• _DOCUMENT_

● ● ● ●

In addition to stock dividends or distributions for which proportionate adjustments will be made, holders of Series C Preferred Stock are entitled to receive dividends on shares of Series C Preferred Stock equal, on an as-if-converted-to-common-stock basis, to and in the same form as dividends actually paid on shares of the common stock when, as and if such dividends are paid on shares of the common stock. No other dividends are payable on shares of Series C Preferred Stock.

 

Voting Rights

 

Except as provided in the Certificate of Designation of Series C Convertible Preferred Stock (the “Series C Certificate of Designation”) or as otherwise required by law, the holders of Series C Preferred Stock will have no voting rights. However, we may not, without the consent of holders of a majority of the outstanding shares of Series C Preferred Stock, alter or change adversely the powers, preferences or rights given to the Series C Preferred Stock, increase the number of authorized shares of Series C Preferred Stock, or enter into any agreement with respect to the foregoing.

 

Liquidation Rights

 

Upon any liquidation, dissolution or winding-up of the Company, whether voluntary or involuntary, the holders of Series C Preferred Stock are entitled to receive, pari passu with the holders of common stock, out of the assets available for distribution to stockholders an amount equal to such amount per share as would have been payable had all shares of Series C Preferred Stock been converted into common stock immediately before such liquidation, dissolution or winding up, without giving effect to any limitation on conversion as a result of the beneficial ownership limitation, as described above.

● ● ● ●

• _RECORDED DATA_
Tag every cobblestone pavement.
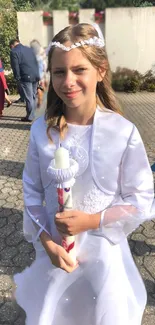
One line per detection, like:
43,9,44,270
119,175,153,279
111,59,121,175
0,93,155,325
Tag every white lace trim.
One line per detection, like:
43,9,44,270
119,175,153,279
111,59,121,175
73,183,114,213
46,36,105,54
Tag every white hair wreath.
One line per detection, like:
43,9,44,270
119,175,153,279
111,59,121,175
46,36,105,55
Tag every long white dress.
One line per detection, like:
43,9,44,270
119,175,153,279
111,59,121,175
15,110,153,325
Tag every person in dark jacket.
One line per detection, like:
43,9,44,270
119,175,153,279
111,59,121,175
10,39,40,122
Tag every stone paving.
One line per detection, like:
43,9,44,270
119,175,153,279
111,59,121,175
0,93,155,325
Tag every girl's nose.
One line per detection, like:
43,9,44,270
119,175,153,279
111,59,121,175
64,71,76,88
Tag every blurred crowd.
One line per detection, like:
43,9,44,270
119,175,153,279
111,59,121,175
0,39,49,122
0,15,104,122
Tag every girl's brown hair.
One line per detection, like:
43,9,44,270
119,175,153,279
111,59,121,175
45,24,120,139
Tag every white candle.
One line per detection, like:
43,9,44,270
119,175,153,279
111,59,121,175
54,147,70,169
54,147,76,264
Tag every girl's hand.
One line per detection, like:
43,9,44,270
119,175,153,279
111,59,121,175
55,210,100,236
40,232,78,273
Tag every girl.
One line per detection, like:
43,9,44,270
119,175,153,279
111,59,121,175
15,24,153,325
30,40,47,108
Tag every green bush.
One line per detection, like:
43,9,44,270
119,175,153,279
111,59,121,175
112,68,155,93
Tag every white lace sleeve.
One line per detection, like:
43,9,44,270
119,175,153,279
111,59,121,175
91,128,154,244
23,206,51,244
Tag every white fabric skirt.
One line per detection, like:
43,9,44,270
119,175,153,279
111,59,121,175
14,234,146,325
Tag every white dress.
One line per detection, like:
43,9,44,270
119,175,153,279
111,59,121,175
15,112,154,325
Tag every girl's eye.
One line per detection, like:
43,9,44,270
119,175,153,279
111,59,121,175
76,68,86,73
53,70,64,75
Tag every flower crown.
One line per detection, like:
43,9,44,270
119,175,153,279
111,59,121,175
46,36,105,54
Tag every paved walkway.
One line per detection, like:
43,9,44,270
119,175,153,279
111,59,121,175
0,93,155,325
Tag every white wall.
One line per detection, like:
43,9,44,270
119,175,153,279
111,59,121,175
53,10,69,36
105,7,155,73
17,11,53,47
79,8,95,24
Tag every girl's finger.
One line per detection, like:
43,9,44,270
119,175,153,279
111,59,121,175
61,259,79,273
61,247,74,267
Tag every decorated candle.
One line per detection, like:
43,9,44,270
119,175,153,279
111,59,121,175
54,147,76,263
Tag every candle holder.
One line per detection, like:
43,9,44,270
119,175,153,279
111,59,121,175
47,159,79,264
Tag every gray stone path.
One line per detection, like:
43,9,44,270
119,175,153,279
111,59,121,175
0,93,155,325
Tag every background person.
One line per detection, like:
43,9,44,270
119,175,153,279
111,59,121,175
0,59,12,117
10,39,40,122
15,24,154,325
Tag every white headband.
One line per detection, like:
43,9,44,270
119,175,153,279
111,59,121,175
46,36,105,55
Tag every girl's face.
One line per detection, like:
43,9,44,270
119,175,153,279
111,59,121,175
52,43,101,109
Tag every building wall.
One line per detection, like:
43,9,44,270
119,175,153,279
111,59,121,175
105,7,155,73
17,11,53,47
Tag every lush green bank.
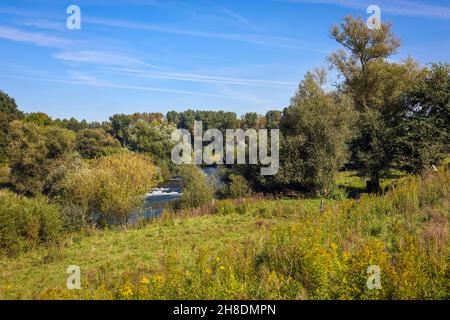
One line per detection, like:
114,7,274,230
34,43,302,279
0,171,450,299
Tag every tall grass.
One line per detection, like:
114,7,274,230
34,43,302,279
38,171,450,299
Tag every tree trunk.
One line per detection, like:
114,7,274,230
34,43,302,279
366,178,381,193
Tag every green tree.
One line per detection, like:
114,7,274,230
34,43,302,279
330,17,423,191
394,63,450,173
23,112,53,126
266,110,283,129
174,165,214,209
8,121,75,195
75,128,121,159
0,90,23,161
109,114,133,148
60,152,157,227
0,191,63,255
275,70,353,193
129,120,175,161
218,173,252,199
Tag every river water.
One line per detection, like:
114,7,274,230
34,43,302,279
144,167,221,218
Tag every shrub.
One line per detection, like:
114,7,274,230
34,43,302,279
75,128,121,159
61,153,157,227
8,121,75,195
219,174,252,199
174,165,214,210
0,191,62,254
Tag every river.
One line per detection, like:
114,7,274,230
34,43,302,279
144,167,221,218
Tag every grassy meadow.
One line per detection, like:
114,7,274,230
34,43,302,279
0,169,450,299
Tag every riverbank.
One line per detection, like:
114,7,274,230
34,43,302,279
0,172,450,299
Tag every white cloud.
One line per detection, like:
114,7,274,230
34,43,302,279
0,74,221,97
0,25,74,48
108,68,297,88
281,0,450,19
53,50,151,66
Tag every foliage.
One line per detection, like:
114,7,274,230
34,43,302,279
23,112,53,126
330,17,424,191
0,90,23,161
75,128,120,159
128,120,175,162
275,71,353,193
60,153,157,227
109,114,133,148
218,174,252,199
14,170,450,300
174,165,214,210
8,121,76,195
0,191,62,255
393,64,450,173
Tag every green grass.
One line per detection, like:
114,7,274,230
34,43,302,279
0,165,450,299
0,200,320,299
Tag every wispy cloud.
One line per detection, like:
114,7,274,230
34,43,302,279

● ● ● ●

• _STATED EXERCISE 1_
According to the excerpt on Series C Preferred Stock, whose consent is needed before the number of authorized shares of Series C Preferred Stock can be increased?
• _STATED EXERCISE 2_
Locate each line in the rows that contains the string "tree", and copy those lines.
The excerpt on Series C Preferred Stock and the rows are unrelated material.

• _EXPECTED ANSWER 1_
The consent of holders of a majority of the outstanding shares of Series C Preferred Stock is needed.

• _EXPECTED ANSWER 2_
Tag every tree trunk.
Tag every green tree.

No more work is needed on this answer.